#### Entries provided

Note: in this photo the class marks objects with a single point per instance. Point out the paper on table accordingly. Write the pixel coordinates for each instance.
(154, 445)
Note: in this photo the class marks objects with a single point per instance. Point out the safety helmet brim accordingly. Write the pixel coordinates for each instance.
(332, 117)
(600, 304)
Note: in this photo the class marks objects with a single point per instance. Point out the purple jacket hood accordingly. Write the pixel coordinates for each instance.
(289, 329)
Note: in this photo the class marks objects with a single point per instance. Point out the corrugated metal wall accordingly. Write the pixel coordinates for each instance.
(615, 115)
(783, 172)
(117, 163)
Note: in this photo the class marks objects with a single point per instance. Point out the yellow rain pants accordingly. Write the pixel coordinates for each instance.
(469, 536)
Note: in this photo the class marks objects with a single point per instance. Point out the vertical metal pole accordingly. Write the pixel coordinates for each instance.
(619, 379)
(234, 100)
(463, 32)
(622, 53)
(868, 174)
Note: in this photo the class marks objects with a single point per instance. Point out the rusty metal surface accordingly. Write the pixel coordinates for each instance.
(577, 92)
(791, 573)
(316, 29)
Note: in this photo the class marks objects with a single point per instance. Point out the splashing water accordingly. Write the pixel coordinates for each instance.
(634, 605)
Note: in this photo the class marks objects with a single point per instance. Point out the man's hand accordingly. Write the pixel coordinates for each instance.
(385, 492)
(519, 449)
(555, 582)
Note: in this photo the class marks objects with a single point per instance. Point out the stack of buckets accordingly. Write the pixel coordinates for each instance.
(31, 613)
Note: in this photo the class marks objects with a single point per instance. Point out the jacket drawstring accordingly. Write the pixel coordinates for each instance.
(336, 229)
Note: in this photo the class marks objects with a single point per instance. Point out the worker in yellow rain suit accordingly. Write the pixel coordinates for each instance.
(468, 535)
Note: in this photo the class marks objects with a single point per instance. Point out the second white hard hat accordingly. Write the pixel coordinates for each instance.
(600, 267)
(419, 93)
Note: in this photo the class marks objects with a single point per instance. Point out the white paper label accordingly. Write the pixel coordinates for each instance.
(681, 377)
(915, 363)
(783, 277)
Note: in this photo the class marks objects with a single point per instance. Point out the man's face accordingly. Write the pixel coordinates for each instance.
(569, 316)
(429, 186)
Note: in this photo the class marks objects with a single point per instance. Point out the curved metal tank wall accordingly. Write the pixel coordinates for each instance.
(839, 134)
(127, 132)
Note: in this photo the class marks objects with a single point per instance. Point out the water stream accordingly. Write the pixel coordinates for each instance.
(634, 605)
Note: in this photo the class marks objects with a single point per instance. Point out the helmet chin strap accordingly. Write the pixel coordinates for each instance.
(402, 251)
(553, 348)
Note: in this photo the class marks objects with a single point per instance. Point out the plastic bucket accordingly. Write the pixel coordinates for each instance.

########

# [Given problem]
Please render every line of the listing above as a JSON list of strings, one string per line, leaving out blank lines.

# [Task answer]
[
  "Note: in this photo the class marks objects with a single point per instance. Point out the paper on table accordingly. Write the pixel coordinates for each instance.",
  "(154, 445)",
  "Note: in this photo the class marks objects with a single point per instance. Point out the safety helmet brim accordingly. Write the pixel coordinates for each instance.",
  "(332, 117)",
  "(600, 304)",
  "Note: in this photo the class marks objects with a single point per instance. Point out the purple jacket hood accordingly. Write the pixel coordinates for each instance.",
  "(289, 329)",
  "Note: in this photo the class marks objects with a single point per instance. Point out the corrugated metal wall accordingly. Write the pixel coordinates for each instance.",
  "(615, 115)",
  "(783, 172)",
  "(117, 163)",
  "Note: in this photo the class marks objects with a single point per instance. Point out the yellow rain pants accordingly. Write the pixel coordinates for each instance.",
  "(469, 536)",
  "Note: in this photo the class marks objects with a single point per instance. Point out the vertical metal pole accordingly. Write the pixel coordinates for each instance.",
  "(619, 379)",
  "(234, 100)",
  "(463, 32)",
  "(622, 53)",
  "(868, 174)",
  "Note: in this photo the class marks objects with a single point per instance. Point out the rusty metal surface accordingly. Write the pixel coordinates for each instance.",
  "(577, 92)",
  "(791, 573)",
  "(316, 29)",
  "Note: in this photo the class marks objects with a single point per instance. Point out the splashing water accordingly. Write the pixel coordinates for each instance.",
  "(634, 605)",
  "Note: in this photo the class marks objects with a single point per instance. Point out the man's hand accordingly. Write the pixel coordinates for each instance.",
  "(385, 492)",
  "(519, 449)",
  "(555, 582)",
  "Note: in this photo the class marks objects with a single point per instance. Point out the stack of buckets accordingly. Write the pixel coordinates for each instance.",
  "(31, 613)",
  "Note: in this photo the class marks objects with a single point per instance. Point out the jacket drawstring accordingly. Write the pixel coordinates for each instance.",
  "(336, 229)",
  "Note: in this photo the class marks objects with a single point per instance. Point out the worker in yellow rain suit accordingly. Write the pixel coordinates for each instance.",
  "(468, 535)",
  "Note: in this photo the class marks objects with a single point per instance. Point out the second white hard hat accordingly. Write the pixel coordinates for each instance.",
  "(600, 267)",
  "(419, 93)",
  "Note: in this photo the class marks objects with a single point per instance. Point out the white paper label accordingly. Write the pixel coordinates for each instance.",
  "(681, 377)",
  "(915, 363)",
  "(783, 277)",
  "Note: in this photo the class marks objects with a single point per instance. Point out the man's face accordingly. Write the pixel coordinates for each instance.",
  "(569, 316)",
  "(429, 186)",
  "Note: in this photo the class marks objects with a single point per instance. Point out the curved metal tank wall accordingly. Write the pixel coordinates for each instance.",
  "(839, 134)",
  "(127, 132)",
  "Note: in this photo the class marks objects with a single point per instance. Point out the water stream accordingly. Write the pixel coordinates for each instance.",
  "(634, 605)",
  "Note: in this photo the class marks objects with a single point per instance. Point out the helmet chin strap accordingly. Write the pixel coordinates for each instance.",
  "(402, 251)",
  "(553, 348)",
  "Note: in this photo the class marks objects with a single point per instance. Point out the plastic bucket accordingly. Write the pixel coordinates for each instance."
]